— BEGIN —

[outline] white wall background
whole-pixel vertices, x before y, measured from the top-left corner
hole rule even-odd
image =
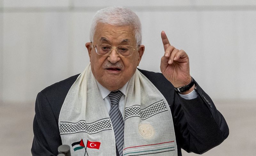
[[[1,103],[35,100],[89,63],[84,45],[96,11],[126,6],[142,26],[139,68],[160,71],[160,33],[184,49],[191,74],[213,99],[256,99],[256,1],[2,0]]]

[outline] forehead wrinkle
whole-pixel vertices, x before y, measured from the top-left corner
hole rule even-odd
[[[123,43],[131,43],[131,41],[129,40],[129,39],[124,39],[124,40],[122,41],[120,43],[121,44]]]
[[[100,37],[100,41],[106,41],[108,42],[109,42],[109,41],[108,41],[108,40],[107,39],[107,38],[105,38],[105,37]]]

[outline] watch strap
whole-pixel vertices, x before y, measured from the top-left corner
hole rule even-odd
[[[179,87],[179,88],[174,87],[175,90],[178,93],[183,93],[186,91],[188,91],[195,84],[194,79],[192,77],[191,77],[191,81],[189,84],[184,86]]]

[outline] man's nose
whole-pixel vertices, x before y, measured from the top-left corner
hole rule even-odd
[[[116,51],[116,48],[112,47],[110,54],[108,57],[108,60],[112,63],[115,63],[120,60],[120,56]]]

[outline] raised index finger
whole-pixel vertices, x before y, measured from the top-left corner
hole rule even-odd
[[[162,31],[161,32],[161,37],[162,38],[163,44],[164,45],[164,51],[165,51],[167,48],[171,45],[167,36],[165,34],[165,33],[164,31]]]

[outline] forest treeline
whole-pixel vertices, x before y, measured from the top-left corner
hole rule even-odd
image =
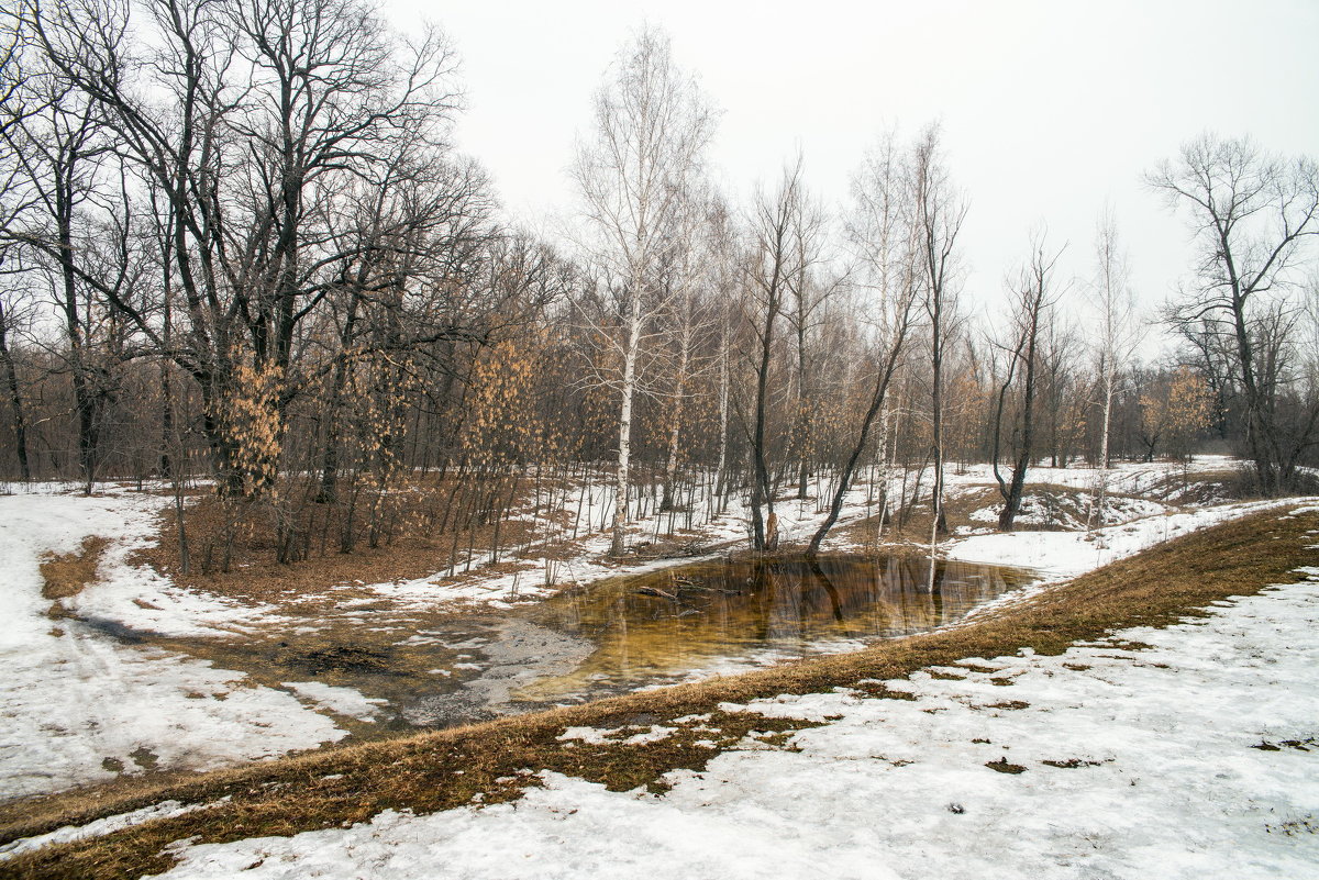
[[[995,464],[1004,528],[1041,460],[1212,443],[1262,494],[1319,464],[1312,159],[1210,134],[1151,157],[1198,248],[1157,331],[1100,206],[1070,244],[1084,277],[1022,231],[984,315],[938,126],[859,157],[849,206],[801,158],[736,203],[708,173],[711,104],[654,30],[605,72],[572,231],[549,240],[451,145],[438,30],[357,0],[3,14],[0,472],[160,480],[181,518],[214,486],[207,568],[237,528],[281,561],[405,531],[497,548],[528,493],[551,516],[587,482],[615,487],[623,552],[638,502],[696,495],[744,498],[760,548],[776,499],[816,498],[818,547],[863,473],[918,474],[890,509],[931,505],[938,531],[959,464]],[[1149,332],[1175,356],[1144,362]]]

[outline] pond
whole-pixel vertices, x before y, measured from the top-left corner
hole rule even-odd
[[[528,617],[586,639],[572,672],[513,696],[600,697],[927,632],[1022,586],[1021,570],[904,556],[716,560],[570,590]]]
[[[164,638],[84,620],[120,640],[384,701],[356,736],[500,714],[861,648],[955,623],[1031,580],[917,557],[720,559],[574,586],[513,610],[418,611],[385,601],[289,610],[232,638]]]

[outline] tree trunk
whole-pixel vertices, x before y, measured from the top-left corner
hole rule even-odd
[[[32,468],[28,464],[28,419],[22,411],[22,393],[18,389],[18,370],[9,352],[9,327],[5,324],[4,303],[0,303],[0,364],[4,364],[5,386],[9,390],[12,410],[15,453],[18,457],[18,476],[24,482],[32,481]]]

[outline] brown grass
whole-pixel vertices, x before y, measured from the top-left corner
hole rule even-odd
[[[73,553],[51,556],[41,564],[41,594],[47,599],[67,599],[96,580],[100,557],[109,541],[91,536]]]
[[[780,693],[853,688],[874,698],[904,698],[874,680],[950,665],[964,657],[995,657],[1030,647],[1055,655],[1074,642],[1091,640],[1128,626],[1167,626],[1203,614],[1206,605],[1229,595],[1257,593],[1293,581],[1299,565],[1316,553],[1306,530],[1319,528],[1319,514],[1279,518],[1282,511],[1206,530],[1140,556],[1059,585],[1037,598],[1006,607],[962,628],[888,642],[856,653],[820,657],[743,676],[716,678],[557,709],[404,739],[330,748],[278,761],[204,776],[173,776],[11,802],[0,808],[0,839],[82,825],[175,798],[212,804],[206,810],[141,825],[94,840],[47,847],[0,863],[9,877],[131,877],[165,871],[161,855],[173,840],[226,842],[257,835],[361,822],[384,809],[418,813],[516,797],[542,768],[603,783],[615,790],[657,786],[675,768],[700,769],[720,750],[736,748],[752,731],[761,742],[782,742],[805,722],[773,721],[751,713],[721,711],[725,701],[745,702]],[[1132,646],[1125,646],[1132,647]],[[708,727],[683,731],[644,746],[565,747],[565,727],[599,729],[670,723],[708,713]],[[778,736],[776,736],[778,734]],[[706,738],[719,748],[695,746]],[[338,776],[342,775],[342,776]],[[331,779],[335,777],[335,779]],[[231,800],[216,804],[219,798]]]

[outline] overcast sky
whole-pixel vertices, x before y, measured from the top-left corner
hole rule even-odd
[[[968,306],[998,296],[1039,223],[1068,242],[1063,271],[1091,274],[1105,200],[1141,300],[1158,304],[1186,271],[1187,231],[1144,171],[1206,129],[1319,155],[1319,0],[386,1],[400,28],[425,17],[450,36],[459,146],[537,225],[571,209],[576,133],[642,22],[669,33],[721,111],[712,159],[735,195],[799,146],[814,191],[842,206],[880,132],[940,121],[971,200]]]

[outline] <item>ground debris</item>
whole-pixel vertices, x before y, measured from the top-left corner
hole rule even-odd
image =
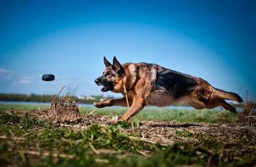
[[[237,123],[256,126],[256,112],[253,111],[255,101],[246,101],[244,105],[244,110],[238,115]]]

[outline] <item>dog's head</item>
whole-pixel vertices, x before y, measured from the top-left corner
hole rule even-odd
[[[103,86],[101,89],[102,92],[108,92],[113,91],[116,86],[125,76],[125,72],[124,68],[117,61],[116,57],[114,57],[113,59],[113,65],[104,57],[105,64],[105,70],[103,75],[97,78],[95,82],[99,86]]]

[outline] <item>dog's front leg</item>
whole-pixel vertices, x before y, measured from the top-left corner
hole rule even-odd
[[[131,101],[129,101],[129,106],[132,105]],[[125,98],[121,99],[111,99],[103,102],[95,102],[93,105],[97,108],[104,108],[106,106],[127,106],[126,99]]]
[[[134,116],[146,106],[145,101],[142,98],[135,97],[133,103],[128,111],[118,121],[127,121],[129,118]]]

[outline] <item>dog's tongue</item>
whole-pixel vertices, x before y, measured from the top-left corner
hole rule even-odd
[[[104,87],[102,89],[101,89],[102,92],[106,92],[108,90],[108,87]]]

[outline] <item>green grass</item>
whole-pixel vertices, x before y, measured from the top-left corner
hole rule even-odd
[[[0,105],[0,110],[38,110],[40,108],[49,108],[49,106],[23,105]],[[102,115],[116,116],[123,115],[127,108],[106,107],[80,107],[82,113],[90,113]],[[234,123],[237,118],[238,113],[228,111],[214,110],[176,110],[164,108],[145,108],[134,117],[137,120],[173,120],[180,122],[227,122]]]
[[[221,157],[222,145],[208,136],[202,139],[207,147],[204,149],[185,143],[161,146],[140,140],[136,136],[131,138],[120,133],[119,128],[124,126],[129,125],[124,122],[106,127],[93,125],[77,131],[68,126],[36,120],[28,113],[19,116],[12,112],[2,112],[0,136],[6,138],[0,138],[0,166],[207,166],[211,159],[212,166],[250,166],[256,160],[252,156],[238,161],[229,154]],[[173,135],[184,138],[194,134],[184,130]],[[92,147],[96,151],[93,151]],[[212,150],[212,147],[218,149]],[[138,150],[147,151],[152,156],[143,157]],[[45,153],[49,154],[44,154]]]
[[[47,108],[47,105],[10,105],[0,104],[0,111],[24,111],[24,110],[38,110],[39,108]]]
[[[95,107],[82,107],[79,108],[81,113],[91,112],[96,110],[93,113],[102,115],[123,115],[127,111],[126,108],[107,107],[96,108]],[[134,117],[137,120],[173,120],[180,122],[228,122],[234,123],[237,119],[238,113],[233,113],[228,111],[217,111],[212,110],[176,110],[164,108],[146,108]]]

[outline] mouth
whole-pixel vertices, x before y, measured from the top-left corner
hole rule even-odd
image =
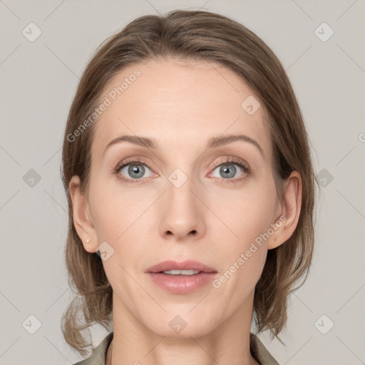
[[[158,287],[175,294],[188,294],[211,282],[217,272],[193,260],[164,261],[145,272]]]
[[[164,273],[171,275],[195,275],[200,272],[217,272],[215,269],[210,267],[197,261],[189,259],[182,262],[168,260],[149,267],[145,272]]]

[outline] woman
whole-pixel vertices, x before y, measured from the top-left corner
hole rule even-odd
[[[83,356],[82,330],[113,327],[78,364],[278,364],[251,325],[281,341],[312,257],[317,182],[261,38],[207,11],[136,19],[85,70],[62,168],[81,299],[63,333]]]

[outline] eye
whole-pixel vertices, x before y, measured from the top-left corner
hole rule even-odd
[[[118,165],[114,173],[120,180],[126,182],[139,182],[138,180],[143,180],[143,178],[146,178],[145,173],[147,170],[150,171],[150,168],[145,163],[135,160]]]
[[[250,168],[245,161],[237,158],[229,158],[223,161],[219,161],[215,165],[219,165],[219,166],[214,170],[214,171],[211,173],[215,178],[221,178],[222,177],[222,182],[227,182],[228,181],[223,180],[233,180],[232,182],[236,182],[237,180],[240,180],[242,178],[246,178],[246,176],[250,173]],[[235,166],[239,166],[239,170],[241,170],[243,172],[243,177],[238,178],[235,178],[237,173],[237,169]],[[215,175],[215,172],[217,171],[218,176]]]

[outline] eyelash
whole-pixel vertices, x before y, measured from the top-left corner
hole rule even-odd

— END —

WHAT THE EXERCISE ASKS → Transcribe, word for word, every line from the one containing "[outline] eyelash" through the final line of the entries, and nothing else.

EXERCISE SOLUTION →
[outline] eyelash
whole-pixel vertices, x before y, measured from the top-left corner
hole rule even-odd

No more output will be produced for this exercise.